Entradas de identificación de ubicaciones:
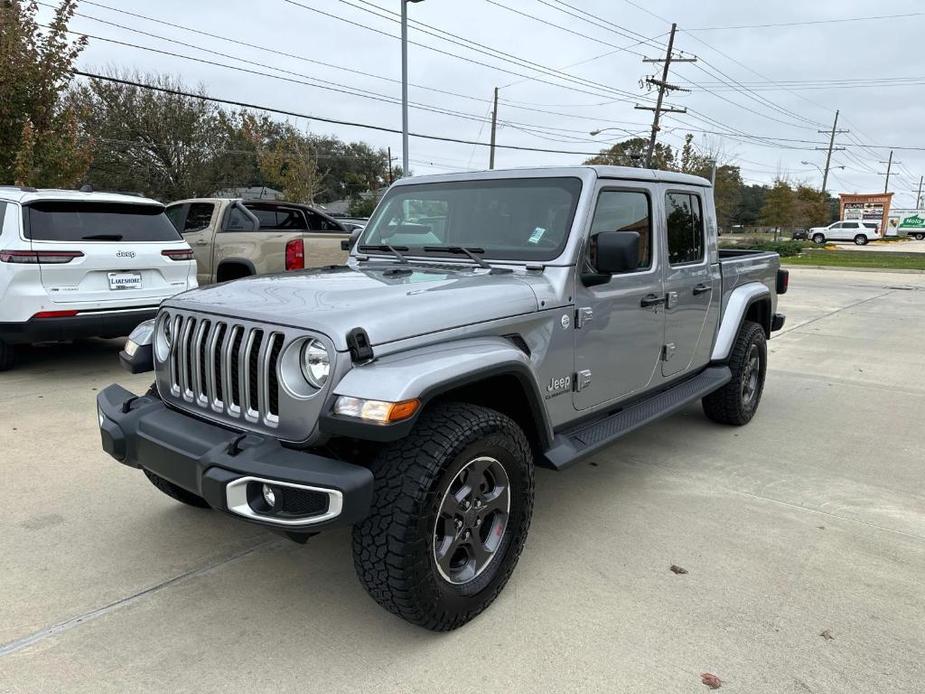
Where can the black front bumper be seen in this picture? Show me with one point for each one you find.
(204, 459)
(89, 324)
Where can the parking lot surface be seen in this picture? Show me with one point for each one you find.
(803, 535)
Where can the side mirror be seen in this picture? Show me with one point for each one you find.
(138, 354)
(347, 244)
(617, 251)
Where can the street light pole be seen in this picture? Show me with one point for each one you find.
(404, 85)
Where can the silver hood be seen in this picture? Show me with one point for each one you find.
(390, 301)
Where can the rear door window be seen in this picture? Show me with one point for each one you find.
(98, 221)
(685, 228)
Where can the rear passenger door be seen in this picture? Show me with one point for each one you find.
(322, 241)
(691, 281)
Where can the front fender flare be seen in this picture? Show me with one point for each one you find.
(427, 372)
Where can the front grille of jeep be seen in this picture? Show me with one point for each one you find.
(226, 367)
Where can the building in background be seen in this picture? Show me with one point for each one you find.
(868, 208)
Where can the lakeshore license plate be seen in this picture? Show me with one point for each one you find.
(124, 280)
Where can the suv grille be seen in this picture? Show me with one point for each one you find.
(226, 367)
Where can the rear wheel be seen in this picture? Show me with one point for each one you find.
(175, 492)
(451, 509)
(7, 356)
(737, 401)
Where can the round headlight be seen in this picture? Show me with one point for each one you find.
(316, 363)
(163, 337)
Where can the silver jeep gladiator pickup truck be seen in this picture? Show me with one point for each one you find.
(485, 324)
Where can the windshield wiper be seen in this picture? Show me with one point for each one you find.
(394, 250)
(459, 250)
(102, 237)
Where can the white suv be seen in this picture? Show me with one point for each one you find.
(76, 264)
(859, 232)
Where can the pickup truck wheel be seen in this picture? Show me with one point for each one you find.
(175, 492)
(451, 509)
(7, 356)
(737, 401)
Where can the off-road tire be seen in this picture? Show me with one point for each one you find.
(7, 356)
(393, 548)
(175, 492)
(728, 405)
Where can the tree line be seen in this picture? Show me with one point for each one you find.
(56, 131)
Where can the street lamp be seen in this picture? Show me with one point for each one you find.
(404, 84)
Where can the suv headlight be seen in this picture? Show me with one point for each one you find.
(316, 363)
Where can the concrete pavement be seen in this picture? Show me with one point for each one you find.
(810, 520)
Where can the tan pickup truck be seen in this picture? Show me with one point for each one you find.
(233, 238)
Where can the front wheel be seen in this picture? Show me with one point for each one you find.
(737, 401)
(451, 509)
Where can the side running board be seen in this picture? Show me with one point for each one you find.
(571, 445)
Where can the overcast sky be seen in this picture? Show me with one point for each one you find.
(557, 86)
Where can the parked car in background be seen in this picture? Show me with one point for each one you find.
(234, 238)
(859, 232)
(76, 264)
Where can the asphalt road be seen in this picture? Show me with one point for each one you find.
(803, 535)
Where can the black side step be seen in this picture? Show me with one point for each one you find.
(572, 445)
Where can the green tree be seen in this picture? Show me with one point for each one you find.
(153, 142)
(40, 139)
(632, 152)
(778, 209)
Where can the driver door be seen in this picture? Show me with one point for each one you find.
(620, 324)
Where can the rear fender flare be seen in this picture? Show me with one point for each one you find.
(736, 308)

Haz esto: Empieza en la línea que contiene "Where can the driver" y copia todas las líneas hasta el final del material, ambas incluidas y sin omitir ninguna. Desplaza en -23 cada número de las coordenadas.

Resultado:
Where can the driver door be seen in this picture? Show me with one point for each one you find.
(597, 301)
Where can the rear fender flare be seen in this picture? Show me with one point for each one you find.
(713, 285)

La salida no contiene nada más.